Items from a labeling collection
★ ★ ★ ★
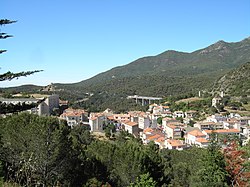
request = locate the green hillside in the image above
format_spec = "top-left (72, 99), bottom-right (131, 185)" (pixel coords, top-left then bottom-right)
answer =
top-left (57, 38), bottom-right (250, 96)
top-left (213, 62), bottom-right (250, 96)
top-left (1, 38), bottom-right (250, 110)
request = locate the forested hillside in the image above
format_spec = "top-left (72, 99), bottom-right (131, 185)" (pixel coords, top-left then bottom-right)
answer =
top-left (2, 38), bottom-right (250, 112)
top-left (213, 62), bottom-right (250, 96)
top-left (0, 113), bottom-right (250, 187)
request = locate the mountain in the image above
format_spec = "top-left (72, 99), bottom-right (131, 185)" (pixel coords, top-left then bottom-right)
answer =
top-left (57, 38), bottom-right (250, 96)
top-left (0, 37), bottom-right (250, 110)
top-left (213, 62), bottom-right (250, 96)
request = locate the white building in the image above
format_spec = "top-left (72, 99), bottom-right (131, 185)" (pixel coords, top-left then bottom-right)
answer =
top-left (89, 113), bottom-right (106, 132)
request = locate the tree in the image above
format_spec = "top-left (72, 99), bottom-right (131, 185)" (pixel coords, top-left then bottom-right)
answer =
top-left (130, 173), bottom-right (157, 187)
top-left (224, 141), bottom-right (250, 186)
top-left (191, 134), bottom-right (228, 187)
top-left (0, 19), bottom-right (42, 81)
top-left (0, 113), bottom-right (69, 186)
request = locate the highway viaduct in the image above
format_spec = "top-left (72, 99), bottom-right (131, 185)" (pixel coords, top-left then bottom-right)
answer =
top-left (127, 95), bottom-right (162, 106)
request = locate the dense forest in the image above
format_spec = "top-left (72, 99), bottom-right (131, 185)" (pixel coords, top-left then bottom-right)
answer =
top-left (0, 113), bottom-right (250, 187)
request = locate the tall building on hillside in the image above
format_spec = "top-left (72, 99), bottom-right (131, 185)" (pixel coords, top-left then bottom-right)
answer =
top-left (45, 94), bottom-right (59, 114)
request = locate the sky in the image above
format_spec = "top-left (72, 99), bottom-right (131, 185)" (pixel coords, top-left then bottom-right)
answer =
top-left (0, 0), bottom-right (250, 87)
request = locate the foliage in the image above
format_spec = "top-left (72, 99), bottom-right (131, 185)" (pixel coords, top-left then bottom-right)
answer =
top-left (224, 141), bottom-right (250, 186)
top-left (130, 173), bottom-right (157, 187)
top-left (191, 134), bottom-right (228, 187)
top-left (0, 113), bottom-right (70, 186)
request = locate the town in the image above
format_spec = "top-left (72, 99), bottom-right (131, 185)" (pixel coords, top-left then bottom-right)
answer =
top-left (0, 92), bottom-right (250, 150)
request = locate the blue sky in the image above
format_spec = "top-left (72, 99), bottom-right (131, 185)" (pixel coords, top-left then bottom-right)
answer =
top-left (0, 0), bottom-right (250, 87)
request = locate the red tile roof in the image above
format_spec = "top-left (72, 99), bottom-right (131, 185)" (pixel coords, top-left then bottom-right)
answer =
top-left (187, 129), bottom-right (205, 137)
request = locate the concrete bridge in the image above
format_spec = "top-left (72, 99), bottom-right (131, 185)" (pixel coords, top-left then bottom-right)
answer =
top-left (127, 95), bottom-right (162, 106)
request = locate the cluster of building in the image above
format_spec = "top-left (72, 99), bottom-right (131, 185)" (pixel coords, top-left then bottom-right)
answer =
top-left (0, 94), bottom-right (60, 116)
top-left (0, 94), bottom-right (250, 150)
top-left (57, 100), bottom-right (250, 150)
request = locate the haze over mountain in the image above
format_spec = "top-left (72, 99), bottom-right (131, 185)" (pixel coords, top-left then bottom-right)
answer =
top-left (57, 38), bottom-right (250, 96)
top-left (213, 62), bottom-right (250, 96)
top-left (1, 37), bottom-right (250, 110)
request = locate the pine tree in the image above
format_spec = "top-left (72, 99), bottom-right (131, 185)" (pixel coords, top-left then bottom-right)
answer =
top-left (0, 19), bottom-right (42, 81)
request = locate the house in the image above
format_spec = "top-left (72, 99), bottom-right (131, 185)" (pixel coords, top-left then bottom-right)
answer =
top-left (165, 139), bottom-right (186, 150)
top-left (122, 121), bottom-right (139, 137)
top-left (140, 128), bottom-right (165, 147)
top-left (206, 114), bottom-right (227, 123)
top-left (202, 129), bottom-right (240, 138)
top-left (174, 111), bottom-right (185, 118)
top-left (212, 97), bottom-right (222, 107)
top-left (240, 126), bottom-right (250, 139)
top-left (113, 114), bottom-right (130, 122)
top-left (194, 121), bottom-right (224, 130)
top-left (164, 123), bottom-right (184, 139)
top-left (185, 129), bottom-right (209, 147)
top-left (60, 108), bottom-right (88, 127)
top-left (154, 136), bottom-right (165, 149)
top-left (185, 110), bottom-right (197, 118)
top-left (89, 113), bottom-right (107, 132)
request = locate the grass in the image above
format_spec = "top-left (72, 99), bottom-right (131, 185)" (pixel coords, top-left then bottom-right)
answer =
top-left (176, 97), bottom-right (204, 104)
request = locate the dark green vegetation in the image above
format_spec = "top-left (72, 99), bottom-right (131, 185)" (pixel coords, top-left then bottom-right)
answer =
top-left (0, 113), bottom-right (249, 187)
top-left (214, 62), bottom-right (250, 96)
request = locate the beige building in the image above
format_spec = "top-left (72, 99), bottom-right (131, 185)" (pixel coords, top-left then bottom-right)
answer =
top-left (122, 121), bottom-right (139, 137)
top-left (89, 113), bottom-right (106, 132)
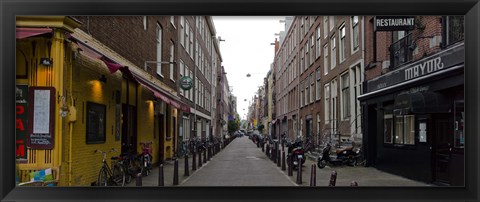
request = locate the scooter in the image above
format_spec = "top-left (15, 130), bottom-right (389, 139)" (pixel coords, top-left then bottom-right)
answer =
top-left (287, 141), bottom-right (305, 169)
top-left (317, 143), bottom-right (360, 168)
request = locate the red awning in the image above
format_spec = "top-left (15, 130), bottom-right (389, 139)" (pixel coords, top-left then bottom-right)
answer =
top-left (132, 72), bottom-right (190, 113)
top-left (16, 27), bottom-right (52, 39)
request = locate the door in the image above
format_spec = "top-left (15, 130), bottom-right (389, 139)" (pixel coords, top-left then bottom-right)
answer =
top-left (432, 115), bottom-right (453, 184)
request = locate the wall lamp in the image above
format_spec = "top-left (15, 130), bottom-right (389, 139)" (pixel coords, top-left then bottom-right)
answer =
top-left (98, 74), bottom-right (107, 83)
top-left (144, 61), bottom-right (177, 71)
top-left (40, 58), bottom-right (53, 67)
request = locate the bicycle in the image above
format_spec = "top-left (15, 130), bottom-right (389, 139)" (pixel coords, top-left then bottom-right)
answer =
top-left (139, 141), bottom-right (153, 176)
top-left (95, 148), bottom-right (125, 186)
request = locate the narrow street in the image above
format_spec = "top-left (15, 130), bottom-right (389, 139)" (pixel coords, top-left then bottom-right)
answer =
top-left (181, 136), bottom-right (296, 186)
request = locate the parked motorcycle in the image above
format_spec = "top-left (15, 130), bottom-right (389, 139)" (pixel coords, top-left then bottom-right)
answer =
top-left (317, 143), bottom-right (360, 168)
top-left (287, 140), bottom-right (305, 169)
top-left (140, 141), bottom-right (152, 176)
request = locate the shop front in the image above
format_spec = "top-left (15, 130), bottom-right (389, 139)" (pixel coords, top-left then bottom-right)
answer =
top-left (359, 43), bottom-right (465, 186)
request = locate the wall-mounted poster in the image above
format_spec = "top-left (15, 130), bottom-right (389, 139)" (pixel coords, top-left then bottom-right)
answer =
top-left (87, 102), bottom-right (106, 144)
top-left (27, 87), bottom-right (55, 149)
top-left (15, 85), bottom-right (28, 163)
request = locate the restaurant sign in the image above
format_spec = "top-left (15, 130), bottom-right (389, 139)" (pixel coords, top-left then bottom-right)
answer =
top-left (374, 16), bottom-right (415, 31)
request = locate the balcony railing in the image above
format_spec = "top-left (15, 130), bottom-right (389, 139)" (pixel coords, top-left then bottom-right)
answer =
top-left (390, 33), bottom-right (416, 69)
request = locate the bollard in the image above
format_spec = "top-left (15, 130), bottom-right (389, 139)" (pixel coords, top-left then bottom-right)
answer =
top-left (198, 151), bottom-right (203, 168)
top-left (328, 171), bottom-right (337, 186)
top-left (192, 152), bottom-right (197, 171)
top-left (203, 148), bottom-right (207, 163)
top-left (184, 154), bottom-right (190, 176)
top-left (135, 173), bottom-right (142, 187)
top-left (310, 164), bottom-right (317, 187)
top-left (158, 164), bottom-right (164, 187)
top-left (173, 159), bottom-right (178, 185)
top-left (277, 150), bottom-right (282, 167)
top-left (297, 165), bottom-right (302, 184)
top-left (287, 157), bottom-right (293, 176)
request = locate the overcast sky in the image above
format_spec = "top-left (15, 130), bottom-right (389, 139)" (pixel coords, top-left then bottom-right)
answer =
top-left (213, 16), bottom-right (285, 119)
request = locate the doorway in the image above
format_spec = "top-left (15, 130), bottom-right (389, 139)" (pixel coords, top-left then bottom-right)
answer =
top-left (432, 114), bottom-right (453, 185)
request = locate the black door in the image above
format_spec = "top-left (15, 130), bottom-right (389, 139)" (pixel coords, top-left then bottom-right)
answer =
top-left (432, 115), bottom-right (453, 185)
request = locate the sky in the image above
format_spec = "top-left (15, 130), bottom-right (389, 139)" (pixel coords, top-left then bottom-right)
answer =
top-left (212, 16), bottom-right (285, 119)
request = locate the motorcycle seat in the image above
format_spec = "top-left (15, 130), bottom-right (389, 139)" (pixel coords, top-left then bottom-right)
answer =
top-left (336, 146), bottom-right (353, 154)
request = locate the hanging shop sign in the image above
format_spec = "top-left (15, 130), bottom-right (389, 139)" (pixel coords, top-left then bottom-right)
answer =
top-left (374, 16), bottom-right (415, 31)
top-left (27, 87), bottom-right (55, 149)
top-left (180, 76), bottom-right (193, 90)
top-left (15, 85), bottom-right (28, 163)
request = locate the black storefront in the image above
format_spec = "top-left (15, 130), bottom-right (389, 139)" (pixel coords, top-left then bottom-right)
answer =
top-left (359, 42), bottom-right (468, 186)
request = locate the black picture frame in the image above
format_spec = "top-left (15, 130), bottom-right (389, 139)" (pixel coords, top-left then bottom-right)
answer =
top-left (85, 102), bottom-right (107, 144)
top-left (0, 0), bottom-right (480, 202)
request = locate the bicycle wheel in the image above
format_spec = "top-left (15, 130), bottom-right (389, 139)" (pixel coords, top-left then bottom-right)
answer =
top-left (112, 164), bottom-right (125, 186)
top-left (97, 167), bottom-right (108, 187)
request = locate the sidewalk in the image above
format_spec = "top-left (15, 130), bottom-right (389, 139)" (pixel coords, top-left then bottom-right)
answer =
top-left (126, 142), bottom-right (228, 187)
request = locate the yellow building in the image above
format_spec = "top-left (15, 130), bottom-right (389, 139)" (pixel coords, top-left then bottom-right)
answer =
top-left (16, 16), bottom-right (183, 186)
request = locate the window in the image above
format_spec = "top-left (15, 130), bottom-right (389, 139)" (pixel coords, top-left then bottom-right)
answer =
top-left (323, 16), bottom-right (328, 39)
top-left (330, 35), bottom-right (337, 69)
top-left (329, 16), bottom-right (335, 31)
top-left (309, 34), bottom-right (317, 65)
top-left (383, 111), bottom-right (393, 144)
top-left (168, 41), bottom-right (175, 82)
top-left (315, 68), bottom-right (321, 100)
top-left (157, 24), bottom-right (163, 77)
top-left (323, 44), bottom-right (329, 75)
top-left (351, 16), bottom-right (360, 52)
top-left (180, 16), bottom-right (185, 47)
top-left (445, 16), bottom-right (465, 45)
top-left (170, 16), bottom-right (175, 28)
top-left (185, 22), bottom-right (193, 55)
top-left (393, 115), bottom-right (415, 145)
top-left (179, 60), bottom-right (185, 95)
top-left (323, 84), bottom-right (330, 124)
top-left (338, 24), bottom-right (346, 63)
top-left (310, 73), bottom-right (315, 103)
top-left (341, 72), bottom-right (350, 119)
top-left (315, 26), bottom-right (322, 59)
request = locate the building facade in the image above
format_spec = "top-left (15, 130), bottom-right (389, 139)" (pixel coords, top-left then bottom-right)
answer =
top-left (359, 16), bottom-right (465, 186)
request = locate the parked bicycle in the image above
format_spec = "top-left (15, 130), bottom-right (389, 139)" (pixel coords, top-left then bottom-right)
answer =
top-left (95, 148), bottom-right (125, 186)
top-left (140, 141), bottom-right (153, 176)
top-left (120, 144), bottom-right (143, 184)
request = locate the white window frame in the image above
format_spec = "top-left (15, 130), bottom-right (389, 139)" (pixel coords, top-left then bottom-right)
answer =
top-left (156, 23), bottom-right (163, 78)
top-left (330, 35), bottom-right (337, 69)
top-left (338, 23), bottom-right (347, 63)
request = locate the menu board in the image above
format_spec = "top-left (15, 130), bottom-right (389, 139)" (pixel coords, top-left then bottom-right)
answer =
top-left (27, 87), bottom-right (55, 149)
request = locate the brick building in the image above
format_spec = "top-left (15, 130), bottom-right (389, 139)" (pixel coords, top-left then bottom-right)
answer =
top-left (359, 16), bottom-right (465, 186)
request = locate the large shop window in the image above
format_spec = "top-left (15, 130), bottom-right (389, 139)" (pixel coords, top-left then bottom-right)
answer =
★ ★ ★ ★
== Set exercise ==
Output the part of the listing that opens with the line containing "request = locate the black picture" and closes with the line containing "top-left (0, 0), bottom-right (480, 202)" as a Markdown table with columns No. and Line, numbering each row and leaving out blank lines.

== Solution for this exercise ==
| No. | Line |
|---|---|
| 1 | request = locate the black picture frame in the image above |
| 2 | format_spec = "top-left (15, 130), bottom-right (389, 139)" (pixel coords, top-left then bottom-right) |
| 3 | answer = |
| 4 | top-left (85, 102), bottom-right (107, 144) |
| 5 | top-left (0, 0), bottom-right (480, 202) |